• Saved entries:
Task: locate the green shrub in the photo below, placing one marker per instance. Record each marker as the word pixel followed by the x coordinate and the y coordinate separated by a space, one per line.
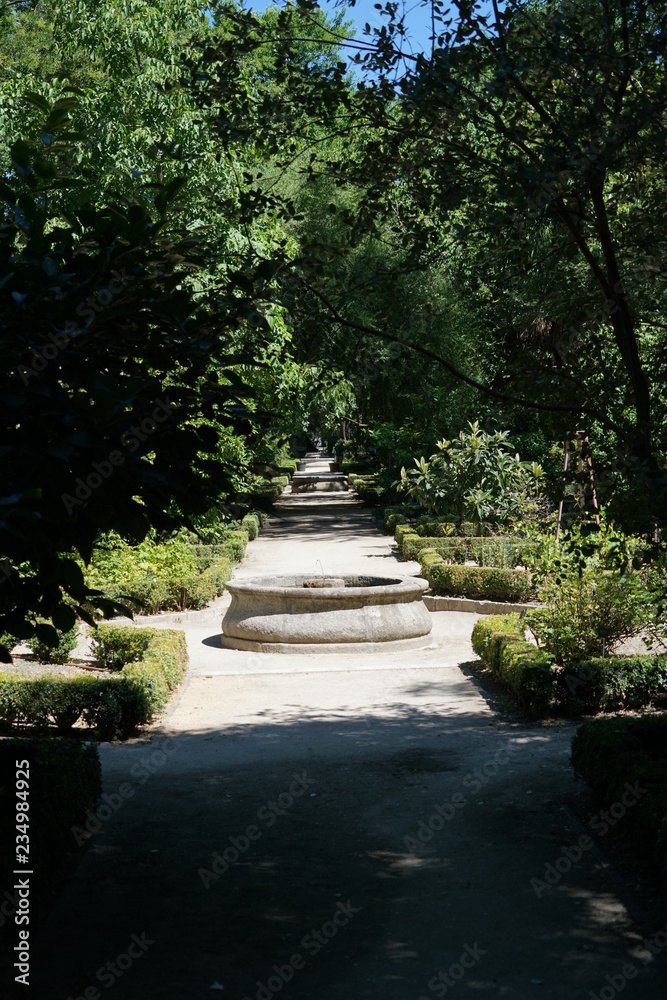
pixel 54 654
pixel 65 785
pixel 263 492
pixel 480 582
pixel 401 531
pixel 612 753
pixel 251 524
pixel 176 593
pixel 116 645
pixel 617 682
pixel 112 707
pixel 524 669
pixel 234 544
pixel 497 552
pixel 442 527
pixel 488 630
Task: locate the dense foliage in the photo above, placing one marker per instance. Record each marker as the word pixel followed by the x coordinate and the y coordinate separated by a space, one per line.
pixel 219 234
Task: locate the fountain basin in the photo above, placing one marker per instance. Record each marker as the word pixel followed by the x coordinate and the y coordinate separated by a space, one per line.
pixel 306 613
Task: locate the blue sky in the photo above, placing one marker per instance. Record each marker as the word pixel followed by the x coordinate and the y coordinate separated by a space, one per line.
pixel 418 17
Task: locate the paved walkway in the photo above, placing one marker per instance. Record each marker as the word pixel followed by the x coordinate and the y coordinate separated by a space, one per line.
pixel 343 826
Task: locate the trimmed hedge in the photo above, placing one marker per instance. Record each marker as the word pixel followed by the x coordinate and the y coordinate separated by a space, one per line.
pixel 111 706
pixel 609 754
pixel 65 785
pixel 498 551
pixel 251 524
pixel 524 669
pixel 194 591
pixel 54 654
pixel 617 682
pixel 116 645
pixel 263 492
pixel 482 582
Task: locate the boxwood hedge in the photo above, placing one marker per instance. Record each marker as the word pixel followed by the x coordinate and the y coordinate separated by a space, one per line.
pixel 65 784
pixel 525 670
pixel 613 753
pixel 111 706
pixel 612 683
pixel 480 582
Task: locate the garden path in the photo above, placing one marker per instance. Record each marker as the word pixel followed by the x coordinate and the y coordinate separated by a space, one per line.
pixel 267 840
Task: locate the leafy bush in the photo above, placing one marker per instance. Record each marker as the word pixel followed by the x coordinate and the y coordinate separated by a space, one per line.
pixel 441 527
pixel 401 531
pixel 474 475
pixel 617 682
pixel 54 654
pixel 482 582
pixel 497 552
pixel 262 492
pixel 374 487
pixel 591 598
pixel 397 515
pixel 65 785
pixel 524 669
pixel 112 707
pixel 175 576
pixel 612 753
pixel 116 645
pixel 251 524
pixel 234 544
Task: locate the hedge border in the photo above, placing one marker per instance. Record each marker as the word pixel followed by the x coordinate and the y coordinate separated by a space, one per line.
pixel 113 707
pixel 483 582
pixel 610 754
pixel 525 670
pixel 65 785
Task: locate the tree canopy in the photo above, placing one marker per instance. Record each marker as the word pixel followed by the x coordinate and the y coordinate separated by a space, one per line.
pixel 225 225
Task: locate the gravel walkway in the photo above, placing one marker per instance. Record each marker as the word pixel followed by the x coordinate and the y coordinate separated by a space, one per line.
pixel 344 827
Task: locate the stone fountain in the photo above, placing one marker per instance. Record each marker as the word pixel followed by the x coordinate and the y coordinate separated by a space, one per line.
pixel 325 614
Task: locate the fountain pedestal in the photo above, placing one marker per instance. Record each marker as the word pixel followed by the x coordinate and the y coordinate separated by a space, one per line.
pixel 304 614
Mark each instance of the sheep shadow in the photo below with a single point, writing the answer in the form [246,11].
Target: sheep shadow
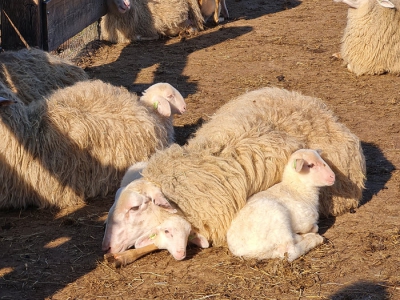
[379,171]
[362,290]
[166,61]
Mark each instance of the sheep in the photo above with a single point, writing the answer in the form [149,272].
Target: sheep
[243,149]
[151,219]
[214,8]
[309,121]
[78,142]
[283,219]
[371,39]
[128,21]
[33,73]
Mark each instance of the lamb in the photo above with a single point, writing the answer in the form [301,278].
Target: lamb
[311,123]
[214,8]
[283,219]
[243,149]
[32,73]
[78,143]
[371,40]
[153,224]
[129,20]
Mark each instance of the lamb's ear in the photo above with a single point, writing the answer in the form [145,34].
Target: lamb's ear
[386,3]
[198,239]
[162,105]
[146,239]
[298,164]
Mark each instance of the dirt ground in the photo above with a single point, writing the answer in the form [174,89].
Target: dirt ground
[289,44]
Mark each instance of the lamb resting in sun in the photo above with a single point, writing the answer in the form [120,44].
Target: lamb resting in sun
[282,220]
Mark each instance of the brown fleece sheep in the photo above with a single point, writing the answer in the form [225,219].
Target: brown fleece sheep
[33,73]
[306,119]
[77,143]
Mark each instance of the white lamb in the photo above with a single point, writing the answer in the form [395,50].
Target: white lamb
[371,40]
[283,219]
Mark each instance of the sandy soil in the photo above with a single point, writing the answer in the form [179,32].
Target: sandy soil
[289,44]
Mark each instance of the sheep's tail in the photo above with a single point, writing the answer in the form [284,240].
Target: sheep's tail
[195,15]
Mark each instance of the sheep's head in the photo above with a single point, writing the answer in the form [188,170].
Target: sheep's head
[165,99]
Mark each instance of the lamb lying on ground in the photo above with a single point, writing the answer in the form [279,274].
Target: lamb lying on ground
[283,219]
[158,225]
[78,143]
[131,20]
[32,73]
[371,40]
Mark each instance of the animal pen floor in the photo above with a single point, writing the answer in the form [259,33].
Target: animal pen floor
[57,254]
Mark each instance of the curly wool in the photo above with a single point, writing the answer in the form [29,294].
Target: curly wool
[371,40]
[33,73]
[75,145]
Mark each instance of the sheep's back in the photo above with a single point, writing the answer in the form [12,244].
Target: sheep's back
[371,39]
[305,119]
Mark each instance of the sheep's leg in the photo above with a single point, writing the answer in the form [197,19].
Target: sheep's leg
[129,256]
[303,244]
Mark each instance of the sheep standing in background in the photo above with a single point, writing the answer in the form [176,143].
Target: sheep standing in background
[32,73]
[127,21]
[214,8]
[371,40]
[311,123]
[283,219]
[78,143]
[243,149]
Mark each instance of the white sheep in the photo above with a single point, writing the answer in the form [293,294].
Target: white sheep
[310,122]
[127,21]
[151,220]
[371,39]
[78,143]
[33,73]
[214,8]
[283,219]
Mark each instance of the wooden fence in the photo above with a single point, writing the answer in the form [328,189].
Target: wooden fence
[46,23]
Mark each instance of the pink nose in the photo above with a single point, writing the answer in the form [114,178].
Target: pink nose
[180,254]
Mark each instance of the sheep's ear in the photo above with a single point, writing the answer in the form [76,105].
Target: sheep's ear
[198,239]
[386,3]
[146,239]
[6,102]
[161,105]
[351,3]
[298,164]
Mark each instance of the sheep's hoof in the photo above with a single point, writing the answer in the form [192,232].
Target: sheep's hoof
[113,259]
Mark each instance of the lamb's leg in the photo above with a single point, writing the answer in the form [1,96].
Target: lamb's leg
[129,256]
[303,244]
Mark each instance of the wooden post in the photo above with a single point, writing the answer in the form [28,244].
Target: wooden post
[62,19]
[21,24]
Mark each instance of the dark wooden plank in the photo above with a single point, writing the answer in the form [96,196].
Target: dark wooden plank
[65,18]
[20,24]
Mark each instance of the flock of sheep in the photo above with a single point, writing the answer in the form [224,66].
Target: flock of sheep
[255,177]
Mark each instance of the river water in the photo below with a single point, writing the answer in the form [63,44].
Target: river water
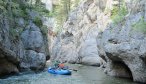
[84,75]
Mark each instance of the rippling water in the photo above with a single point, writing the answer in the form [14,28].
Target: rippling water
[84,75]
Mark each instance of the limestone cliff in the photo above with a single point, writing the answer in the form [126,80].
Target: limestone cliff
[23,42]
[96,32]
[77,43]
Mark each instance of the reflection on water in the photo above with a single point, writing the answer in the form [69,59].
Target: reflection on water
[84,75]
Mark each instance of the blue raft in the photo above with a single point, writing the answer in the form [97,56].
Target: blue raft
[59,71]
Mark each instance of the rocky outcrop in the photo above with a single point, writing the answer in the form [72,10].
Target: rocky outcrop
[124,45]
[77,43]
[23,44]
[91,35]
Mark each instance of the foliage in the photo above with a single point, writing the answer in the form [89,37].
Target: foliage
[140,26]
[38,21]
[61,12]
[118,13]
[44,30]
[15,33]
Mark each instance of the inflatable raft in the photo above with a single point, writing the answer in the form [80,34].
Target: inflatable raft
[59,71]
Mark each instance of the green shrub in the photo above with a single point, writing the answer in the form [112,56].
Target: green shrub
[140,26]
[15,33]
[118,14]
[38,21]
[44,30]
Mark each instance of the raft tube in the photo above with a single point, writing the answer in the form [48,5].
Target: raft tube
[59,71]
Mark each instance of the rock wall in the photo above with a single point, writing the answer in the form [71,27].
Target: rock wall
[91,37]
[23,46]
[124,46]
[77,43]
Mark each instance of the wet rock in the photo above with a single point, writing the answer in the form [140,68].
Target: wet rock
[33,60]
[7,68]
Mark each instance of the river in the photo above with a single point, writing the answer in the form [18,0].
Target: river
[84,75]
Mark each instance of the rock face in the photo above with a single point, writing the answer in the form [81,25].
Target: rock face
[91,36]
[23,46]
[77,43]
[124,46]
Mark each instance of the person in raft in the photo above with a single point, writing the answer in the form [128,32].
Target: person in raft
[59,65]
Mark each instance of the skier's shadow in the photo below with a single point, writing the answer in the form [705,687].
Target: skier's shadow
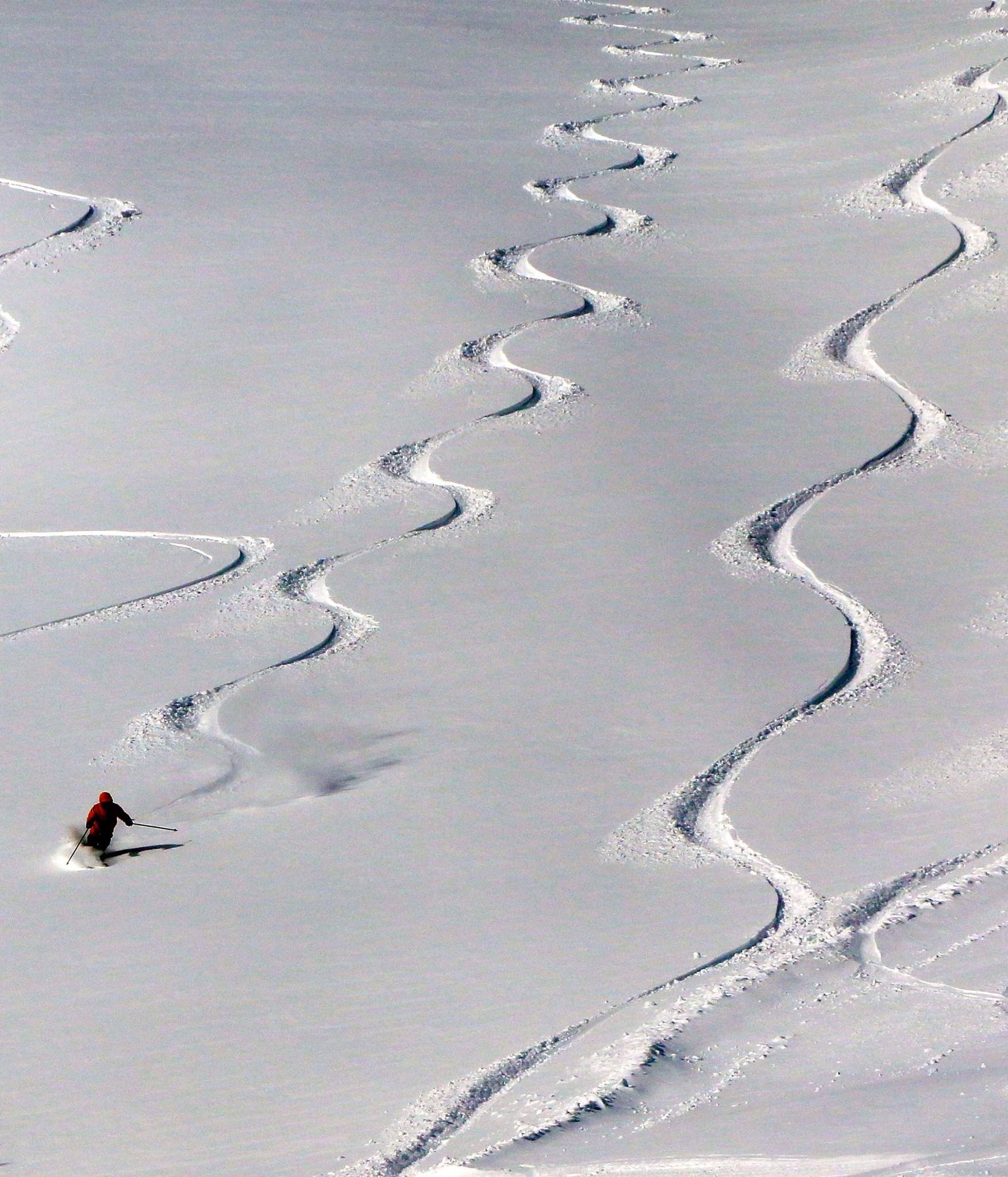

• Problem to solve:
Nothing but the lines from the one containing "Mark each instance of the raft" through the end of the entries should be written out, exactly and without pictures.

• Answer:
Mark each instance of the raft tube in the photo above with a single point, writing the answer in the form [48,5].
Target: raft tube
[59,71]
Mark each instance of the rock wall in the photo above with a single point, writing the answer in the form [71,27].
Target: rock wall
[91,37]
[23,46]
[124,46]
[77,43]
Mark each instance of the wet rock in the photo above with a single point, writing the answer in the form [140,68].
Target: wet rock
[33,60]
[7,68]
Mark each instance of the river in the photo above with a single point, writing the answer in the form [18,0].
Target: river
[84,75]
Mark each instance of the rock face in the photo above with a single point, writing the answer in the form [81,25].
Target: rock face
[91,36]
[23,46]
[77,43]
[124,46]
Mark each instance of the person in raft in the photo above with a single point, writing the answer in the form [128,32].
Target: person in raft
[59,65]
Mark each instance of the skier's shadow in the photo below with a single point, writing the answer in the form [705,687].
Target: skier's shadow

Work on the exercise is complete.